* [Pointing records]

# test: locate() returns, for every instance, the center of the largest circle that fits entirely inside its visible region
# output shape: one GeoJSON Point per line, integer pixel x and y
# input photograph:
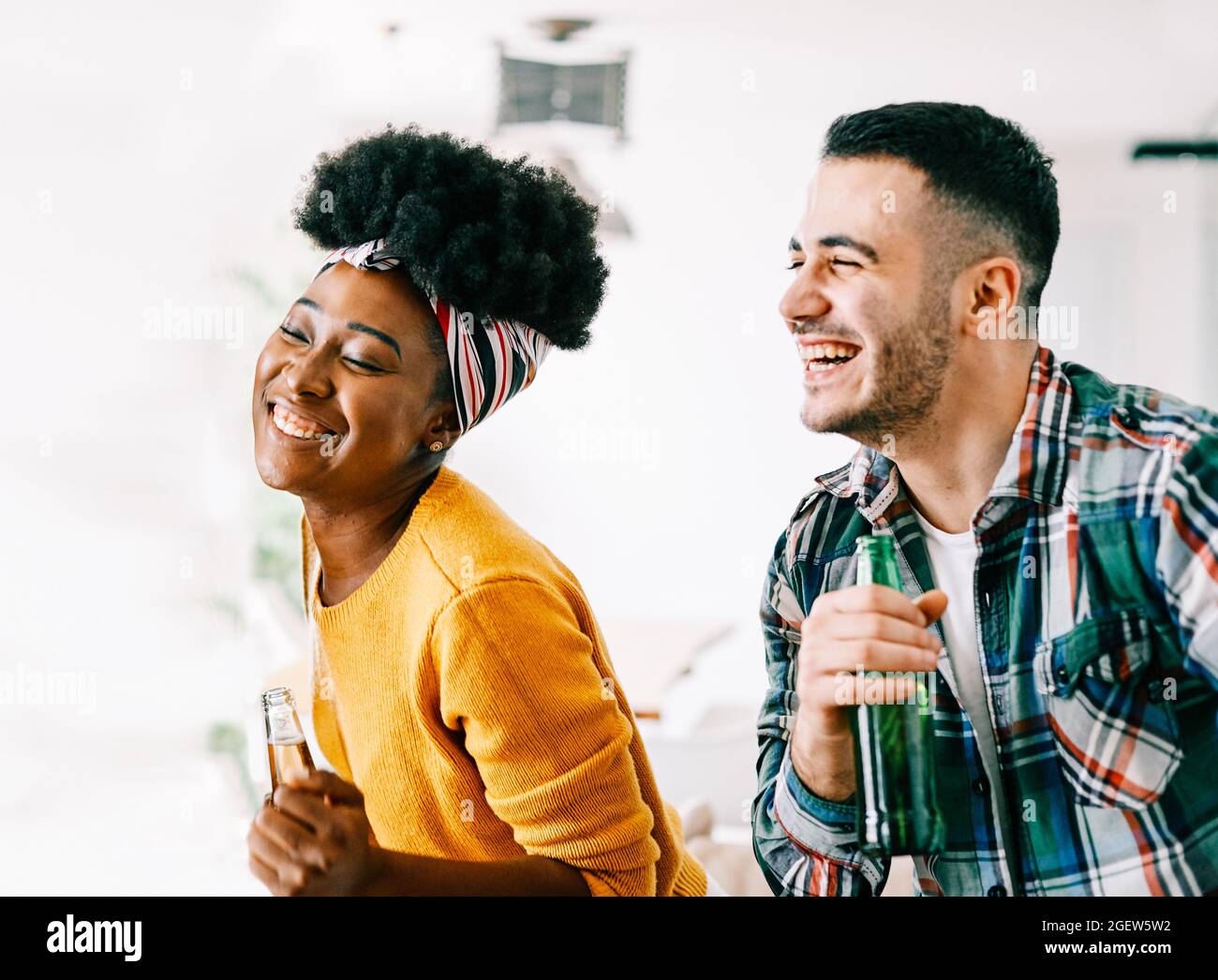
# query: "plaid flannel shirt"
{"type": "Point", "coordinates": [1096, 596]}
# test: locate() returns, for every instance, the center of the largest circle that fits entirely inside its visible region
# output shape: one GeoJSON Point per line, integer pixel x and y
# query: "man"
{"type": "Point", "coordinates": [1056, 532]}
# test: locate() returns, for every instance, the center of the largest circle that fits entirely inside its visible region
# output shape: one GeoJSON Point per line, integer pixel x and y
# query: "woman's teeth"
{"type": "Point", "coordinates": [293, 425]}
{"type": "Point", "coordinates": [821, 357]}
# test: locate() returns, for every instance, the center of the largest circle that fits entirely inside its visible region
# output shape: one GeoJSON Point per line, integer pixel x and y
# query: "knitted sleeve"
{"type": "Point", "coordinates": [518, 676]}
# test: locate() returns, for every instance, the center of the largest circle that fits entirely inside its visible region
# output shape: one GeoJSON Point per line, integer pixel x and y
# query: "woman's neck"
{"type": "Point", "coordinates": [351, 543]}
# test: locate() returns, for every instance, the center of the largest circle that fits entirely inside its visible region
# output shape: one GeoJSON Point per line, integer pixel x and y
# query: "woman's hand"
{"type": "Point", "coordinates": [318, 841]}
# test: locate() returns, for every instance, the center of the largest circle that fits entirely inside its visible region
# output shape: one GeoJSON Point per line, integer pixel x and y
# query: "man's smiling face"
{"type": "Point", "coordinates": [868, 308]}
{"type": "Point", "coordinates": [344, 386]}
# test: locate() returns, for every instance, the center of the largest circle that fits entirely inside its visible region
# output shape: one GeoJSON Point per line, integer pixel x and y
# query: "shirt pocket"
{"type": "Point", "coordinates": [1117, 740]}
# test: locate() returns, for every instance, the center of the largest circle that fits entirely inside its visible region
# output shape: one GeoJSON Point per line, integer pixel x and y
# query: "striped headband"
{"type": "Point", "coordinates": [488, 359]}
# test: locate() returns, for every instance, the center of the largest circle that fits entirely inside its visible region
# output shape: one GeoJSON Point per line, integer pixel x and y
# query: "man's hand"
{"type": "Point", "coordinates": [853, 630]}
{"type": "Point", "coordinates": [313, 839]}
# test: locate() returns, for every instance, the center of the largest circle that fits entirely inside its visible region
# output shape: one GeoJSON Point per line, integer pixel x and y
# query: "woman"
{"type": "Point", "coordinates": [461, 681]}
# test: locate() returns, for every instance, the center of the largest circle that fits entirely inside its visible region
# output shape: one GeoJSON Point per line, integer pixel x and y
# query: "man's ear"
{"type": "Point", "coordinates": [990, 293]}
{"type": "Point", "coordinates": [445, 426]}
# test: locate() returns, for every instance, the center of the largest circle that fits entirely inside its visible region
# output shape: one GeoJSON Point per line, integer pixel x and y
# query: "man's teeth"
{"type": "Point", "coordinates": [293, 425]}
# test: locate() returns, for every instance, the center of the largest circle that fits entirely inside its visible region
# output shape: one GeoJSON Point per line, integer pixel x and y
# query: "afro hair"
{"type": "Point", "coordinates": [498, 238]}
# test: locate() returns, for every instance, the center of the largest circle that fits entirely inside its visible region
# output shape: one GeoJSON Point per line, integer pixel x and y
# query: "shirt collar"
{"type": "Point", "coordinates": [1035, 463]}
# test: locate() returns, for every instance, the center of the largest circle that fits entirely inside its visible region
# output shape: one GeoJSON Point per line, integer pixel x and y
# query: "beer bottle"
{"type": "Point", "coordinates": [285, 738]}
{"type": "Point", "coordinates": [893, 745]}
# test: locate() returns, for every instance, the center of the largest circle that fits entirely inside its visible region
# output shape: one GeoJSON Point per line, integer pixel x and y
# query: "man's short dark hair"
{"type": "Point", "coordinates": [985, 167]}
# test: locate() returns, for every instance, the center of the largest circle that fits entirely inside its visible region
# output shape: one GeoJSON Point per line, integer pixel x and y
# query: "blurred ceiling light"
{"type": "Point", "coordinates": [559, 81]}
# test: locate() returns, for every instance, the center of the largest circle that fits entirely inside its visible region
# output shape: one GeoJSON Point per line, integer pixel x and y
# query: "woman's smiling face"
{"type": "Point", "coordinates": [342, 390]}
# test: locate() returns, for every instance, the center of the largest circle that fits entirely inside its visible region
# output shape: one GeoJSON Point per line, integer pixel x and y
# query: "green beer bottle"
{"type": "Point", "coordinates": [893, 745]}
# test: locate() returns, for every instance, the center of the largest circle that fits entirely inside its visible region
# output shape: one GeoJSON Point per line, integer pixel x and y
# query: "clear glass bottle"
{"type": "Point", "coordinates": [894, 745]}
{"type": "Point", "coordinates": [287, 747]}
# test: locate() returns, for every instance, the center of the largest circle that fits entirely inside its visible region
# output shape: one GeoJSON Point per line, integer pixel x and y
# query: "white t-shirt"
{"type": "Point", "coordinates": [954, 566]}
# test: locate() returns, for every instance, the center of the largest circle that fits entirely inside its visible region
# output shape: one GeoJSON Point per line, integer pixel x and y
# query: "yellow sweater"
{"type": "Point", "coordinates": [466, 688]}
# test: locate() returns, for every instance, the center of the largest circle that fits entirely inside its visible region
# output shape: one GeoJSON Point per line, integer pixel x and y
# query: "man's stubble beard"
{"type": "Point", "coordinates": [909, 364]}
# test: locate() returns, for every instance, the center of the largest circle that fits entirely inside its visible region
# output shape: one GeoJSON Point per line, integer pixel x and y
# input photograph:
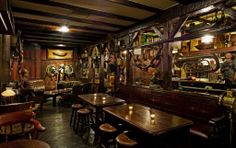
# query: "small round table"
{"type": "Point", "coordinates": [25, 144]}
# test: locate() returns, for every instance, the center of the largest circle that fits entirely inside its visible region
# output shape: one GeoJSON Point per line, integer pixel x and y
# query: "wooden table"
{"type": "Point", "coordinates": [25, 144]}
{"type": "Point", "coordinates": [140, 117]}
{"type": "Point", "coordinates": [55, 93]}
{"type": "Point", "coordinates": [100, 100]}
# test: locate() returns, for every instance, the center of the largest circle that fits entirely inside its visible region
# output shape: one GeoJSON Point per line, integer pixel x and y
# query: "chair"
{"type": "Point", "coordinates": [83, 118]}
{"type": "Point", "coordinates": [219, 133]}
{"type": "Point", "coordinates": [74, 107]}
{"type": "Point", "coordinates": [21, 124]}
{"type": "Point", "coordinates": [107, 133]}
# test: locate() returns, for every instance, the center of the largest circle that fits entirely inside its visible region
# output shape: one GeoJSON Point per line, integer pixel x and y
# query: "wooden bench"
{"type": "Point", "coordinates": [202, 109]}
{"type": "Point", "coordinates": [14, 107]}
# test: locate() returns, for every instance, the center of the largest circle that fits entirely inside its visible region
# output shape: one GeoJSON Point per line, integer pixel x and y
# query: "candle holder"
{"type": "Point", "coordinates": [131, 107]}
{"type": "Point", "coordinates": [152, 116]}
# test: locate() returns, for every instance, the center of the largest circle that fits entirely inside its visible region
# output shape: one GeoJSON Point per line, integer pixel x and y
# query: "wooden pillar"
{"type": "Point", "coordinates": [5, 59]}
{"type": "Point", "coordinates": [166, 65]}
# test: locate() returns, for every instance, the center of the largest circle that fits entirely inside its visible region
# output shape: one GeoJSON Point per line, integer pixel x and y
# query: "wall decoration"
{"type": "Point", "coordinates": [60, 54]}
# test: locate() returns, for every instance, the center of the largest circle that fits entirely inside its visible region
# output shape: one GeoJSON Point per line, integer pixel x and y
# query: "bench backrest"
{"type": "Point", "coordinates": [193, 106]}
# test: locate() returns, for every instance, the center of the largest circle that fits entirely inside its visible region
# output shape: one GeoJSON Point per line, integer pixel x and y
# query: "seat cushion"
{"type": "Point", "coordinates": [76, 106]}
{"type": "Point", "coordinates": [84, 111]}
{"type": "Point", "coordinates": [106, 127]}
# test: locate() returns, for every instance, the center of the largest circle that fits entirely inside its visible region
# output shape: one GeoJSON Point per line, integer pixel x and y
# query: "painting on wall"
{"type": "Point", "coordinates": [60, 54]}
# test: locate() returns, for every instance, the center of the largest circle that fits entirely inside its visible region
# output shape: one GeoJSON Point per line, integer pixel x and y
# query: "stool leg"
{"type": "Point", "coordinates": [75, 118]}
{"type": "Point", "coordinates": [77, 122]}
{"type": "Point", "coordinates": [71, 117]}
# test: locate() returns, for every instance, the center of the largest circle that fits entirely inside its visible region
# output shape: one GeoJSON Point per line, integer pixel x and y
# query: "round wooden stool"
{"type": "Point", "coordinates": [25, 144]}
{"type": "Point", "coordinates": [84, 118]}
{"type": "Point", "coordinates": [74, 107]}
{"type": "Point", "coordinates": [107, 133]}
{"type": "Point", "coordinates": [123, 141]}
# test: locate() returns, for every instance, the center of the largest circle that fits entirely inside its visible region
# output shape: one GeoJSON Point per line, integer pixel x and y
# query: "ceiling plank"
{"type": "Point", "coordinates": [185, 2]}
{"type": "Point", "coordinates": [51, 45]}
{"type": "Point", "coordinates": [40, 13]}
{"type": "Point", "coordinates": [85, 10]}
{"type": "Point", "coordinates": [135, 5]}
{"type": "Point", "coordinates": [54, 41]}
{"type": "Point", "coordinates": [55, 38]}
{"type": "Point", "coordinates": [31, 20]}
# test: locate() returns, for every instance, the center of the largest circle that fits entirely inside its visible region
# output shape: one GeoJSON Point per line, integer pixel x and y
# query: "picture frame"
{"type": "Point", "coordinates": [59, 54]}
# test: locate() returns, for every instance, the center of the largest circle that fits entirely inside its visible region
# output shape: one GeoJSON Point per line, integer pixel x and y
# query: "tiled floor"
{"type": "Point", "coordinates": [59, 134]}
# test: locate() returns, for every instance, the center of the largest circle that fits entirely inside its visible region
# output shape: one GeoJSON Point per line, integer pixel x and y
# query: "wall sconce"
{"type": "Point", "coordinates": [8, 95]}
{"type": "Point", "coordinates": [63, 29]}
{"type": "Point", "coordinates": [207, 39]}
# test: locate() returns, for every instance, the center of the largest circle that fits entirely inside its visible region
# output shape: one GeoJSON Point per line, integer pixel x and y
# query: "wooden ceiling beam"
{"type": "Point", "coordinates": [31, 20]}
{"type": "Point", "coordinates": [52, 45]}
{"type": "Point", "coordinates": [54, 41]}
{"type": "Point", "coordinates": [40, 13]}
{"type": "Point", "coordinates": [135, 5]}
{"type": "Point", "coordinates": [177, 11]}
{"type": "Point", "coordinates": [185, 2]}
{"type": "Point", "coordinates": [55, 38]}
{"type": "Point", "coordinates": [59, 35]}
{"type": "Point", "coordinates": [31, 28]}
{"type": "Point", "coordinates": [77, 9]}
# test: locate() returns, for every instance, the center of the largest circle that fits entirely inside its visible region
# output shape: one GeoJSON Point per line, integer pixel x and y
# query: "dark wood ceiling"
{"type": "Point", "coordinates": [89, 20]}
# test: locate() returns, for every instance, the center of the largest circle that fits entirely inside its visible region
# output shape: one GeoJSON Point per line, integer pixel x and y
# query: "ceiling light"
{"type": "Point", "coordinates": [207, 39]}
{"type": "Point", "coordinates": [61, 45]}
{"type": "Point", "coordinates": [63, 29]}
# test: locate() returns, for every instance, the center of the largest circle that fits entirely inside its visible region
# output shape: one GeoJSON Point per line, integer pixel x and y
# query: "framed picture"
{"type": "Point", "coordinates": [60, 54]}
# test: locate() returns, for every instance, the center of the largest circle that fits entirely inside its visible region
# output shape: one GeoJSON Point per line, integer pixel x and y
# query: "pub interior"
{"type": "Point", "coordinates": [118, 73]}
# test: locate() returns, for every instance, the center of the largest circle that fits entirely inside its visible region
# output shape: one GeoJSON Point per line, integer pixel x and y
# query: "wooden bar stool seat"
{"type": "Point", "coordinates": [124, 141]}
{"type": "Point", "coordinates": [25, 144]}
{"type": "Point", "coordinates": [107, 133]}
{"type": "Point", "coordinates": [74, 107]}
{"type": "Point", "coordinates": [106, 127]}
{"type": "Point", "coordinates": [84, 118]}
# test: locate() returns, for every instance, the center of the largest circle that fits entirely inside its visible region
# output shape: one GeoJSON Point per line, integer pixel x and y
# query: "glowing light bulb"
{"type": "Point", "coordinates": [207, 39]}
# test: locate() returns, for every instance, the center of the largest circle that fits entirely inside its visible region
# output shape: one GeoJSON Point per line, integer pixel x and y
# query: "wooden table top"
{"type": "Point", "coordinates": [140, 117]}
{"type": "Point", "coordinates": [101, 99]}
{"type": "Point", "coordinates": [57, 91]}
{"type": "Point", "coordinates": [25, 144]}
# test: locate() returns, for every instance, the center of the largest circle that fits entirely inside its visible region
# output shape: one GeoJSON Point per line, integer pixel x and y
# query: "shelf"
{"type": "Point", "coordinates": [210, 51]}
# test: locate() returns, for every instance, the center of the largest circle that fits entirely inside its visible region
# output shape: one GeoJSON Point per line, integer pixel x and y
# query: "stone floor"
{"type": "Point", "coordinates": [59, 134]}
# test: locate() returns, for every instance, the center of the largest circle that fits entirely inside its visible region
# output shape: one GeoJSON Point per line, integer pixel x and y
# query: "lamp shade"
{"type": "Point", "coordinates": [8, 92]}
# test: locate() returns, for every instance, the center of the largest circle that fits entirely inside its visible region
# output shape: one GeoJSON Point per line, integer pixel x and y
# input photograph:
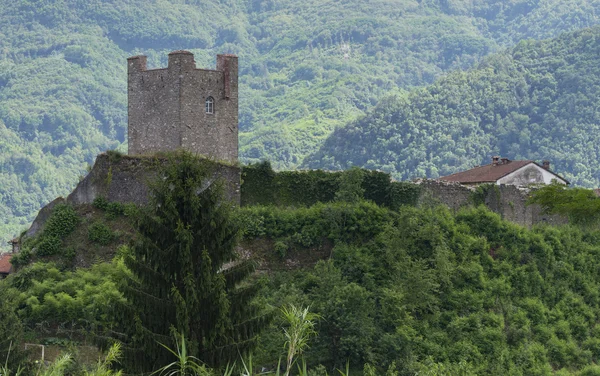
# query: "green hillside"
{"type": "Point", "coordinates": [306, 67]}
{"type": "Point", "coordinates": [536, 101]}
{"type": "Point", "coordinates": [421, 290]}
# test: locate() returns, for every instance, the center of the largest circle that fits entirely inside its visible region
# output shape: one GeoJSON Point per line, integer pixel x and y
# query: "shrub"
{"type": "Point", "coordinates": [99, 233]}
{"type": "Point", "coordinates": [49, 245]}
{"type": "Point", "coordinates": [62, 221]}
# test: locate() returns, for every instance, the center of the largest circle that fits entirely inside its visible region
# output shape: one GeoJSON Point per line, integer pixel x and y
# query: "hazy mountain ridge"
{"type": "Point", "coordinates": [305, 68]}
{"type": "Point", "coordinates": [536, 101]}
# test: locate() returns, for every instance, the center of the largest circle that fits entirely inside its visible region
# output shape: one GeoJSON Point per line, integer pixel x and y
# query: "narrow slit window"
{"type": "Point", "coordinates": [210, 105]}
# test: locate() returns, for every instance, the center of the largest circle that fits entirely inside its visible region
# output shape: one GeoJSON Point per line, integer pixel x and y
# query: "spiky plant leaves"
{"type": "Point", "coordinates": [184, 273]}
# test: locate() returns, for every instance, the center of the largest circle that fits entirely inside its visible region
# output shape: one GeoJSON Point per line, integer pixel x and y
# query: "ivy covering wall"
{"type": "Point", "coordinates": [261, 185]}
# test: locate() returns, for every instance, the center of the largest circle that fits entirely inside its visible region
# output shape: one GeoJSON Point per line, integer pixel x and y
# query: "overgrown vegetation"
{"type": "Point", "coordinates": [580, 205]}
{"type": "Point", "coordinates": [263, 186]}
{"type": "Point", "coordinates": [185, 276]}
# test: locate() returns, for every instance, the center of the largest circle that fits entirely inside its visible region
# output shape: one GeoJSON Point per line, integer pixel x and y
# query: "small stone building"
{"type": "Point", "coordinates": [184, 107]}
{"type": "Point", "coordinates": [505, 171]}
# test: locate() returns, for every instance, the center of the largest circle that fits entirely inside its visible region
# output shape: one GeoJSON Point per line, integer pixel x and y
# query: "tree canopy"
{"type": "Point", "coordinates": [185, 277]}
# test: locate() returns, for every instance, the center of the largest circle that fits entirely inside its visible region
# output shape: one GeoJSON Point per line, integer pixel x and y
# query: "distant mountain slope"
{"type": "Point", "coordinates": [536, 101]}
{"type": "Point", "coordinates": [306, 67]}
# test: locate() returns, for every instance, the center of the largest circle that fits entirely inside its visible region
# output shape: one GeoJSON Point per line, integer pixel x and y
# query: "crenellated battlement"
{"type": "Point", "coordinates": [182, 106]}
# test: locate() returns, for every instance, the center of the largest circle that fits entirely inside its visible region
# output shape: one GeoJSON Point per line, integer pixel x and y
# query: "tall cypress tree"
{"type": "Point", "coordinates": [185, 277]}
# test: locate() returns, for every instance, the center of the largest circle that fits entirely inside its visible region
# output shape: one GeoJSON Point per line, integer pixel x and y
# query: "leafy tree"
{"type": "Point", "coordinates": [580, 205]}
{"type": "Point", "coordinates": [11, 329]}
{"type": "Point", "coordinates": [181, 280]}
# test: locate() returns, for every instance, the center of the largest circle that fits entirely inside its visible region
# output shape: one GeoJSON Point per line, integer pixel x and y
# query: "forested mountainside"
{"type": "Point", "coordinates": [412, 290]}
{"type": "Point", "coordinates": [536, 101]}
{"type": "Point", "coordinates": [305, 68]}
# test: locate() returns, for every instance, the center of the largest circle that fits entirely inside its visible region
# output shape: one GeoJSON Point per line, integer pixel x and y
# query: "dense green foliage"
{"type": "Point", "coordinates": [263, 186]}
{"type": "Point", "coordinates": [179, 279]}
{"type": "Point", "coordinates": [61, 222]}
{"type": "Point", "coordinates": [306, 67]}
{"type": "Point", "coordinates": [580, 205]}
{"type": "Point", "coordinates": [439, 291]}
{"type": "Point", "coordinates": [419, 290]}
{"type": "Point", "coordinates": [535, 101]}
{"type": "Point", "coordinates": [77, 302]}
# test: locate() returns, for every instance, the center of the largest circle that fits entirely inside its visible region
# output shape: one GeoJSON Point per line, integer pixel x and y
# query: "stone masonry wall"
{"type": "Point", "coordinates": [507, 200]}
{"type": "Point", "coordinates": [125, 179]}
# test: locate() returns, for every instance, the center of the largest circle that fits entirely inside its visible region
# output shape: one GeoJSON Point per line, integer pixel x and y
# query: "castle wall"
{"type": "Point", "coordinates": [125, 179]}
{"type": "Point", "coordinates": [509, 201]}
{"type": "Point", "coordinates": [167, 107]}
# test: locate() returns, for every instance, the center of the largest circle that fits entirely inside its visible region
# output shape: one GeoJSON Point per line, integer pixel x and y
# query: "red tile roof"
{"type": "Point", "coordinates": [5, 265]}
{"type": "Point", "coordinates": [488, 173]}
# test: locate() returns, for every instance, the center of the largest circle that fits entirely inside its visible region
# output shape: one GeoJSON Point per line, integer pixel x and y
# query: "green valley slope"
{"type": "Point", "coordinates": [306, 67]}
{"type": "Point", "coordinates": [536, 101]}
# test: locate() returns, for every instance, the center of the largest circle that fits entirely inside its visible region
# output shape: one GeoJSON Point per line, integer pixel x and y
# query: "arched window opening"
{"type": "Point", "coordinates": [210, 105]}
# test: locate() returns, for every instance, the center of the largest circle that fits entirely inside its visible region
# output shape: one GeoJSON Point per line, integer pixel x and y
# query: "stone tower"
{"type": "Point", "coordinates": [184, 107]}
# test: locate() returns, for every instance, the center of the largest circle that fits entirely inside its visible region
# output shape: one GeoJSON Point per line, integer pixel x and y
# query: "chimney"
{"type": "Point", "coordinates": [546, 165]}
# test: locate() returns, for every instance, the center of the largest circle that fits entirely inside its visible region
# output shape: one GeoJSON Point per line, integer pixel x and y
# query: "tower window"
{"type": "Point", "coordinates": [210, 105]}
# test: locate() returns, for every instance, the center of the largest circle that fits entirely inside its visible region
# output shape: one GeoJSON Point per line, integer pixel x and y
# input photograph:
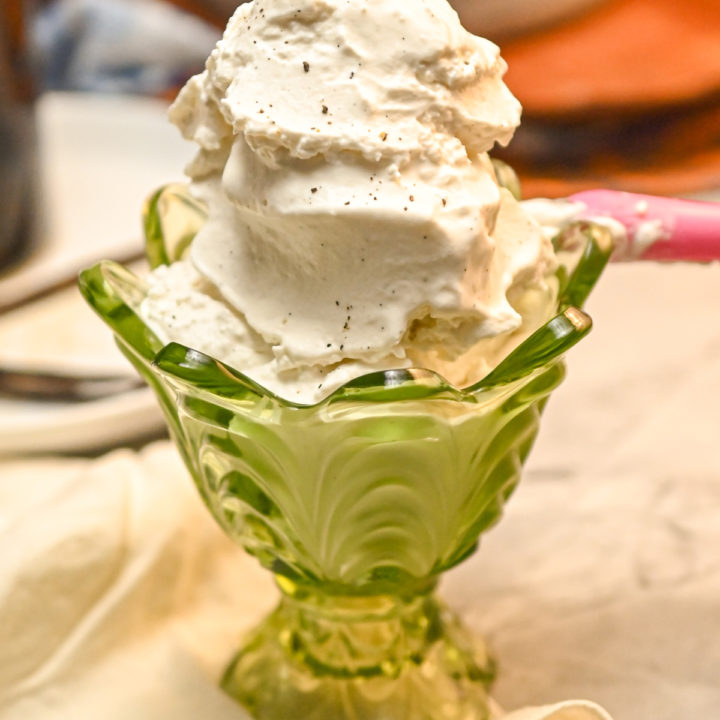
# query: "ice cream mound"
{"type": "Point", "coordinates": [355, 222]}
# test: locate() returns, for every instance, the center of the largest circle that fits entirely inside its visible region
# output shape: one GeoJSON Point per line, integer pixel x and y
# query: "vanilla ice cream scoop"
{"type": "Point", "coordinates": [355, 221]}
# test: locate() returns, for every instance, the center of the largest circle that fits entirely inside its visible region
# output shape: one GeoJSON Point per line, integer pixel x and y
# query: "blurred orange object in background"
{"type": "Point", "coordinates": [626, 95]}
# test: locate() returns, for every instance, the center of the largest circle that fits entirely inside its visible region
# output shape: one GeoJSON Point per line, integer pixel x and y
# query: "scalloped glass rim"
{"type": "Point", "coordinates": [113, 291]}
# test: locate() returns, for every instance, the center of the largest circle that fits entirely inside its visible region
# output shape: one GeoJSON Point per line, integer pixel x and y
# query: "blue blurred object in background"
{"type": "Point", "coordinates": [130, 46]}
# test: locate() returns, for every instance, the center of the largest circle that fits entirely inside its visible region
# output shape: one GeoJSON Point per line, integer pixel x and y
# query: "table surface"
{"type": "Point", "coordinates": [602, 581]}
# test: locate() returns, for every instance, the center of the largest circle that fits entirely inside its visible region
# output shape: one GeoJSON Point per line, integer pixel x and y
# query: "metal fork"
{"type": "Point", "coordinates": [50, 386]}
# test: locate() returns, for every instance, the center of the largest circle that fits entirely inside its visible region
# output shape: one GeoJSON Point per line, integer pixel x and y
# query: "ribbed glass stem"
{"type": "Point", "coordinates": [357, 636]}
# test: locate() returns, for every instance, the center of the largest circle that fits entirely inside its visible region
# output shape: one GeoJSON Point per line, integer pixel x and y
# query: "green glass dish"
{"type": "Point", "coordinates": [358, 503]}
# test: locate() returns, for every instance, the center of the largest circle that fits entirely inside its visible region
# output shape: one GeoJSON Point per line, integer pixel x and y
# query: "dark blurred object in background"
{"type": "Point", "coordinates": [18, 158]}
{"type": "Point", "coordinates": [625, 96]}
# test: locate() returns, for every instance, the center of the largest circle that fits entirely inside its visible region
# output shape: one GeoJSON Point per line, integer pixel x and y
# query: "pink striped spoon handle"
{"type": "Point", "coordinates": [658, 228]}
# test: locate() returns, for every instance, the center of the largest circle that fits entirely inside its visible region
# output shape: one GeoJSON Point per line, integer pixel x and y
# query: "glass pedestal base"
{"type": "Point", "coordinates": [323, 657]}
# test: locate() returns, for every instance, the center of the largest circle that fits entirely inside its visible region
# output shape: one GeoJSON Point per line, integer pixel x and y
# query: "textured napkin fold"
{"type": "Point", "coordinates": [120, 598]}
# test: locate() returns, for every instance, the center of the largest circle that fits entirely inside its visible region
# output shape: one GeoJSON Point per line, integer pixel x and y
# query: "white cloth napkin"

* [The request]
Gather every line from the entries above that contains the word "teeth", matching its case exactly.

* [Expected answer]
# query: "woman's teeth"
# query: "man's teeth"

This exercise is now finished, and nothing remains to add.